Material for the task:

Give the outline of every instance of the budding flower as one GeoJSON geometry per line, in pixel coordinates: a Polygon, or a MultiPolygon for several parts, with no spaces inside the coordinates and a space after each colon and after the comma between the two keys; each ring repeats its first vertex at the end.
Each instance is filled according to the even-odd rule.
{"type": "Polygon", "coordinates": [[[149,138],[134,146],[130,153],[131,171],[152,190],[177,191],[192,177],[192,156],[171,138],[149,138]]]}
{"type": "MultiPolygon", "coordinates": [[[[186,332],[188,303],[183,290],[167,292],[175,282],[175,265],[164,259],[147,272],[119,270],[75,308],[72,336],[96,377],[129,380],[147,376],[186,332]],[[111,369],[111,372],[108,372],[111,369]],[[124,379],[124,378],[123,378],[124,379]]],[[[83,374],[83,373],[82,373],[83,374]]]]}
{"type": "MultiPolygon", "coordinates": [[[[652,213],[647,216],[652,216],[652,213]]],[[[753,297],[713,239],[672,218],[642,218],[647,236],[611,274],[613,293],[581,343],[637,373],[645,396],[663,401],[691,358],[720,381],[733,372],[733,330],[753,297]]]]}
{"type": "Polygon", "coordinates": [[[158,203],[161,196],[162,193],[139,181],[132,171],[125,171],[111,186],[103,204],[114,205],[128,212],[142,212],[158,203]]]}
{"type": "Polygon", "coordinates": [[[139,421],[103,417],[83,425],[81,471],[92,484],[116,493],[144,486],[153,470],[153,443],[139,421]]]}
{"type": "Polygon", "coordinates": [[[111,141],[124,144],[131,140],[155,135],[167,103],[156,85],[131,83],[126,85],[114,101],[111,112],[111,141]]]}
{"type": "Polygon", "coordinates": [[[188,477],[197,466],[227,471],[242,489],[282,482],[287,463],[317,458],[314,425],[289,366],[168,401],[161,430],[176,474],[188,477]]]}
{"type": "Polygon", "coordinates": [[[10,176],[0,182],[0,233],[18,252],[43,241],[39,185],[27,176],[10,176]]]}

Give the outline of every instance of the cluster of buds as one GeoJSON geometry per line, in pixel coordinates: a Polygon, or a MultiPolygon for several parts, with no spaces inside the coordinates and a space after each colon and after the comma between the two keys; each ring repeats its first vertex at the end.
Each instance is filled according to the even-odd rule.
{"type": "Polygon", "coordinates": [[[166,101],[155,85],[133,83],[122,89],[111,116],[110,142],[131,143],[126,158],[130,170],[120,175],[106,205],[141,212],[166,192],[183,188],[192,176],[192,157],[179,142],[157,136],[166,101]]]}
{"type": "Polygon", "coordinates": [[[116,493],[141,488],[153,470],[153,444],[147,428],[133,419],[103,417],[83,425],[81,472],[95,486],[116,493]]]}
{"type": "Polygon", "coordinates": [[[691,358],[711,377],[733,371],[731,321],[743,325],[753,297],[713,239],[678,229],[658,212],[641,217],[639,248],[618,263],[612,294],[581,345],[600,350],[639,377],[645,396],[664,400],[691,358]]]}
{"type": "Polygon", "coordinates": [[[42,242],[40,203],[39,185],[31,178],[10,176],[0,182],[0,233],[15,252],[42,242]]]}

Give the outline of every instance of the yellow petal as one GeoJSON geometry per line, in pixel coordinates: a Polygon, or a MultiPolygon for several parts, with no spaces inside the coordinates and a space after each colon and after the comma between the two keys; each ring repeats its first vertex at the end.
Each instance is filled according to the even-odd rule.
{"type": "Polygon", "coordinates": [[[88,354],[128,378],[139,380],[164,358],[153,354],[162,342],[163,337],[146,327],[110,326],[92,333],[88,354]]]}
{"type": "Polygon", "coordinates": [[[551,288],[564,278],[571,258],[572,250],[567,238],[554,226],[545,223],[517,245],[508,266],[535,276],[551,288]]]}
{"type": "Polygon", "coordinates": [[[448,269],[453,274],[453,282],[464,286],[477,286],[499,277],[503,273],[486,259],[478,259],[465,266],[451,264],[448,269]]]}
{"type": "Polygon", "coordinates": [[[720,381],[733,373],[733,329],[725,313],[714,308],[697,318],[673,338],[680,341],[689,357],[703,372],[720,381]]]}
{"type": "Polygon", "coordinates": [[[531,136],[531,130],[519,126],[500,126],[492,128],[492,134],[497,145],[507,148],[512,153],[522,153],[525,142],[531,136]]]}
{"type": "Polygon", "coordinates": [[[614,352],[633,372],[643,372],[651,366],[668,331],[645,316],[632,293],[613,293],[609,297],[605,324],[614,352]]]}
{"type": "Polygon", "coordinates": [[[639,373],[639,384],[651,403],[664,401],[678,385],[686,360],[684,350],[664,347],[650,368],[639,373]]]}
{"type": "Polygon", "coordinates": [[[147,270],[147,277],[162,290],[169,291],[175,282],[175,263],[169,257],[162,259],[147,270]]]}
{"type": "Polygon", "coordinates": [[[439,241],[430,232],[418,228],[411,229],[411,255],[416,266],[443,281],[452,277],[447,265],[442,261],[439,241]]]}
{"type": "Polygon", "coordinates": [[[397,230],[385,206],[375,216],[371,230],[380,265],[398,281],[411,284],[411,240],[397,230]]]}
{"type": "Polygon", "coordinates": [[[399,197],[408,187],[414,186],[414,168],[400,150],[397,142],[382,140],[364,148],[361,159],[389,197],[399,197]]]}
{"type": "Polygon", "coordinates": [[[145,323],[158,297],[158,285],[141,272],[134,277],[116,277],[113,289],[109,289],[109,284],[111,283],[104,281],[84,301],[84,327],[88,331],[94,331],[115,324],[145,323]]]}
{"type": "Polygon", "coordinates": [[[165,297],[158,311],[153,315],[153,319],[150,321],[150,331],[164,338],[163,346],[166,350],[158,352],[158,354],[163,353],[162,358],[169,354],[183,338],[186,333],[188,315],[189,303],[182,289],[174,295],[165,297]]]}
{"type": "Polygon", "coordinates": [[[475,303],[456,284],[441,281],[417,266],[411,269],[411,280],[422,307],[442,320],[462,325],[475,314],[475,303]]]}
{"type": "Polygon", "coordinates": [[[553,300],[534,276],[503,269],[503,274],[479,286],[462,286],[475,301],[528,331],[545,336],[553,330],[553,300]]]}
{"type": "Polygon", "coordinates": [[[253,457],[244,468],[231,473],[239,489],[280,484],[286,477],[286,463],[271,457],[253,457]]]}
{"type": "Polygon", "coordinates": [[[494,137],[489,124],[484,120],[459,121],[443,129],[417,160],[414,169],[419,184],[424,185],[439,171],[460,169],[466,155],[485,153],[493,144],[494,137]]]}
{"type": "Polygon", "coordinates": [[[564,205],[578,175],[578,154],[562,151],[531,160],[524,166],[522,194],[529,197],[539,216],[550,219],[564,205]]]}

Directions for this task: Gather every line from the rows above that contains the string "with". Case counts.

Reply:
Give the outline of every instance of the budding flower as one GeoJSON geometry per line, in pixel coordinates: a Polygon, or a MultiPolygon for several parts, with no spaces inside the coordinates and a space after each colon and after the comma between the two keys; each ring repeats its first vertex at the end.
Give the outline of every instance of the cluster of buds as one GeoJSON geometry per line, in pixel coordinates: a Polygon, or a MultiPolygon for several parts, with no spaces inside the coordinates and a space after each colon and after the comma between the two keys; each ring repeats its first vertex at the end.
Give the outline of every instance of the yellow petal as one GeoJSON geometry per line, in pixel coordinates: a Polygon, or a MultiPolygon for several parts, with no spaces inside the coordinates and a space after each colon and after the comma between the two keys; each ring repeats its first vertex at the end.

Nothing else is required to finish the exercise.